### Written exercise 1
Answer these questions about the excerpt on reactive programming glitches:
(a) Which two functions does the minimal reactive library offer?
(b) How many times is the observer of wifiAndCellular called when airplane mode is enabled?
(c) Which three uses of received values does the text name as definitely problematic?
### Written exercise 2
From the excerpt on reactive programming glitches, extract the passage starting with "07:44 After the" and going on through "behaviors and bugs.", copied word for word.

### Excerpt provided
◇ ◇ ◇

00:06 Today we'd like to show a specific problem with reactive programming that comes up in practice a lot. We'll discuss why it happens and what we can do about it.

Constructing an Example

00:31 Let's say we're building an imaginary settings app that has switches for airplane mode, Wi-Fi, and cellular data. When airplane mode is enabled, Wi-Fi and cellular have to be disabled. When airplane mode is disabled, we have to take the two original settings for the Wi-Fi and cellular switches. Finally, we want to keep track of when both Wi-Fi and cellular are enabled.

01:05 We start to build the logic using a minimal reactive library we wrote:

let airplaneMode = Observable<Bool>(false)
let cellular = Observable<Bool>(true)
let wifi = Observable<Bool>(true)

01:50 To determine the state for cellular, we combine an inverted airplane mode with the cellular setting:

let notAirplaneMode = airplaneMode.map { !$0 }
let cellularEnabled = notAirplaneMode.flatMap { na in
    cellular.map { $0 && na }
}

03:02 Ideally, we would've used a function like combineLatest in the above snippet, but our reactive library only offers map and flatMap, which also works.

03:14 We observe the cellularEnabled property and print its value. If we turn on airplane mode, we get a false for cellularEnabled:

cellularEnabled.observe { print($0) }

airplaneMode.send(true)

/*
true
false
*/

03:43 So far so good. We do some copying and pasting to add wifiEnabled and the value we're ultimately interested in, wifiAndCellular:

let wifiEnabled = notAirplaneMode.flatMap { na in
    wifi.map { $0 && na }
}
let wifiAndCellular = wifiEnabled.flatMap { we in
    cellularEnabled.map { $0 && we }
}

04:41 Now we can observe the latter property to see if both Wi-Fi and cellular are enabled. We print some dashes to make clear what's happening — we start out with true for wifiAndCellular, and then we enable airplane mode and we get false twice:

wifiAndCellular.observe { print($0) }
print("–––")
airplaneMode.send(true)

/*
true
–––
false
false
*/

Glitches in the Result

05:13 The observer of wifiAndCellular gets called twice, because the new value travels over two paths, via wifiEnabled and cellularEnabled. This is an interesting effect, but it's not yet the problem we want to show. If we disable airplane mode again, we see that the observer first gets called with true and then with false:

wifiAndCellular.observe { print($0) }
print("–––")
airplaneMode.send(true)
print("–––")
airplaneMode.send(false)

/*
true
–––
false
false
–––
false
true
*/

06:05 The observer getting called with two different values is surprising, but it happens for the same reason as before: the value traveling down two different paths and rejoining in the end. The following diagram shows us what's happening:

06:27 Here we see the dependencies of all properties. By sending a new value to airplaneMode, its children get triggered. After notAirplaneMode, the value travels down the left branch to our observer, wifiAndCellular, at which point the value for cellularEnabled, in the right branch, hasn't yet been updated.

07:44 After the observer is called and we print the first output, notAirplaneMode continues with its other children, and the value travels down the right branch to our observer, which now prints the correct value:

Problems with Reactive Glitches

08:04 In practice, this weird behavior doesn't have to be problematic. If we take a value from a reactive pipeline and bind it to a label, we may end up setting a wrong value briefly before we set the correct value. This isn't the most efficient, but it still works. However, if we do something else with received values, like start a network request, write to a file, or append to an array, then it's definitely problematic that we receive multiple, intermediary values instead of a single final result. Some of those intermediary results can even be the wrong value, leading to unexpected behaviors and bugs.

◇ ◇ ◇

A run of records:
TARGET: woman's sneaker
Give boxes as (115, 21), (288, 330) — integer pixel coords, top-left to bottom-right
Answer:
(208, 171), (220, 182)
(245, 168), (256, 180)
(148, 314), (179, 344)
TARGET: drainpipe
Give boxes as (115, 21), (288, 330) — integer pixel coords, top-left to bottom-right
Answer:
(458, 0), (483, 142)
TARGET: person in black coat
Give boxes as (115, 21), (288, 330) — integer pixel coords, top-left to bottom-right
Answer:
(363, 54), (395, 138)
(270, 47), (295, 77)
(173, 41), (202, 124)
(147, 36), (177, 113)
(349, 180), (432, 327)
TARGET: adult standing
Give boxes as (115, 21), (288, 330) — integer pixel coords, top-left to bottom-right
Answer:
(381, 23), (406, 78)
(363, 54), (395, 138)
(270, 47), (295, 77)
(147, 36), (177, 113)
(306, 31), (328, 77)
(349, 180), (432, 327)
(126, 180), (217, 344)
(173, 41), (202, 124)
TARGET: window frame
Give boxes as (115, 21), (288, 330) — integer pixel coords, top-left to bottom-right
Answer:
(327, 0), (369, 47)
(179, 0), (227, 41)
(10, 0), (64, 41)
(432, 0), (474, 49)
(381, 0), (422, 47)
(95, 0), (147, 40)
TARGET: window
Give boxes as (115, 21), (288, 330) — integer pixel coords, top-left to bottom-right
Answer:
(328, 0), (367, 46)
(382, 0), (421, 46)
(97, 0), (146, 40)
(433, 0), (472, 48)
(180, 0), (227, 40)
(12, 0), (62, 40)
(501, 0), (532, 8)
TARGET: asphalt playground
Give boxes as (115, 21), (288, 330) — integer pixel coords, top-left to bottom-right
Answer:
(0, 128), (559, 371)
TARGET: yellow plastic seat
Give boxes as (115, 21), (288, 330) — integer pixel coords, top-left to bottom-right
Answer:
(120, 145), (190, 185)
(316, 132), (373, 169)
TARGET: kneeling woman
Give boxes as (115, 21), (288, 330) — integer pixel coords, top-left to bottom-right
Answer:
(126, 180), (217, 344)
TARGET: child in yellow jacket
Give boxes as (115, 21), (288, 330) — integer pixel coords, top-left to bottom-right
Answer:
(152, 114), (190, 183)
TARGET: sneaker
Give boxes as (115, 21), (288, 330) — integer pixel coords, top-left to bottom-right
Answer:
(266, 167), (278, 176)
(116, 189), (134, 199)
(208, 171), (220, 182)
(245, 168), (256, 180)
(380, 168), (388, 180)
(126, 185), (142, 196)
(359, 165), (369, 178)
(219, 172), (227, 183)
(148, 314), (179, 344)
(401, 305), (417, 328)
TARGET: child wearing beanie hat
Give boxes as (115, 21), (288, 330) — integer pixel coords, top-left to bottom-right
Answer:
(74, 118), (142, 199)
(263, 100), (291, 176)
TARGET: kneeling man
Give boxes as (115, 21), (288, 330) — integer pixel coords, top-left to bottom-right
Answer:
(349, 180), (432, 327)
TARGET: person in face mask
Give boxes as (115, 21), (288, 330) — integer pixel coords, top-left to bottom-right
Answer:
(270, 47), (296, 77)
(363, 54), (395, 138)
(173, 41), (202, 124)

◇ ◇ ◇

### Right answer 1
(a) map and flatMap.
(b) Twice.
(c) Starting a network request, writing to a file, and appending to an array.

### Right answer 2
07:44 After the observer is called and we print the first output, notAirplaneMode continues with its other children, and the value travels down the right branch to our observer, which now prints the correct value:

Problems with Reactive Glitches

08:04 In practice, this weird behavior doesn't have to be problematic. If we take a value from a reactive pipeline and bind it to a label, we may end up setting a wrong value briefly before we set the correct value. This isn't the most efficient, but it still works. However, if we do something else with received values, like start a network request, write to a file, or append to an array, then it's definitely problematic that we receive multiple, intermediary values instead of a single final result. Some of those intermediary results can even be the wrong value, leading to unexpected behaviors and bugs.